Elenco per l'etichettatura dei contorni:
☆ ☆ ☆ ☆ ☆ ☆ ☆

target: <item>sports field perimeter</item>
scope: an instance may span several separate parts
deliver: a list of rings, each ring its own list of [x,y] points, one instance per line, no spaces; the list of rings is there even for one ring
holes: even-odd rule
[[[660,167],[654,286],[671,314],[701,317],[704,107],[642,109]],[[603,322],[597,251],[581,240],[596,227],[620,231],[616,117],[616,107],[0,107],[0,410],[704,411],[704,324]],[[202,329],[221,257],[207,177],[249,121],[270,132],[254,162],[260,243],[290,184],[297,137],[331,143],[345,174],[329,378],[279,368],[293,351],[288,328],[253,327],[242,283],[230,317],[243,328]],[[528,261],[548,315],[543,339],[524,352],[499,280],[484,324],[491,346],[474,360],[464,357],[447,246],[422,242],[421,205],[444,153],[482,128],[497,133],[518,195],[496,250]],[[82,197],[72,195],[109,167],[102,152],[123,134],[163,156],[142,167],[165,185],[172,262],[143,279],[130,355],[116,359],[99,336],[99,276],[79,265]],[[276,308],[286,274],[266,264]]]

☆ ☆ ☆ ☆ ☆ ☆ ☆

* **DETTAGLI ESERCIZIO**:
Riscrivi l'intero elenco come CSV a due colonne, intitolate testo e valore, con una riga per ogni blocco. Metti nella prima colonna il testo del blocco e nella seconda la sua soluzione, ciascuno in un solo campo tra virgolette e con gli a capo sostituiti da spazi.

* **RISPOSTA COMPLETA**:
testo,valore
"target: <item>sports field perimeter</item> scope: an instance may span several separate parts deliver: a list of rings, each ring its own list of [x,y] points, one instance per line, no spaces; the list of rings is there even for one ring holes: even-odd rule","[[[660,167],[654,286],[671,314],[701,317],[704,107],[642,109]],[[603,322],[597,251],[581,240],[596,227],[620,231],[616,117],[616,107],[0,107],[0,410],[704,411],[704,324]],[[202,329],[221,257],[207,177],[249,121],[270,132],[254,162],[260,243],[290,184],[297,137],[331,143],[345,174],[329,378],[279,368],[293,351],[288,328],[253,327],[242,283],[230,317],[243,328]],[[528,261],[548,315],[543,339],[524,352],[499,280],[484,324],[491,346],[474,360],[464,357],[447,246],[422,242],[421,205],[444,153],[482,128],[497,133],[518,195],[496,250]],[[82,197],[72,195],[109,167],[102,152],[123,134],[163,156],[142,167],[165,185],[172,262],[143,279],[130,355],[116,359],[99,336],[99,276],[79,265]],[[276,308],[286,274],[266,264]]]"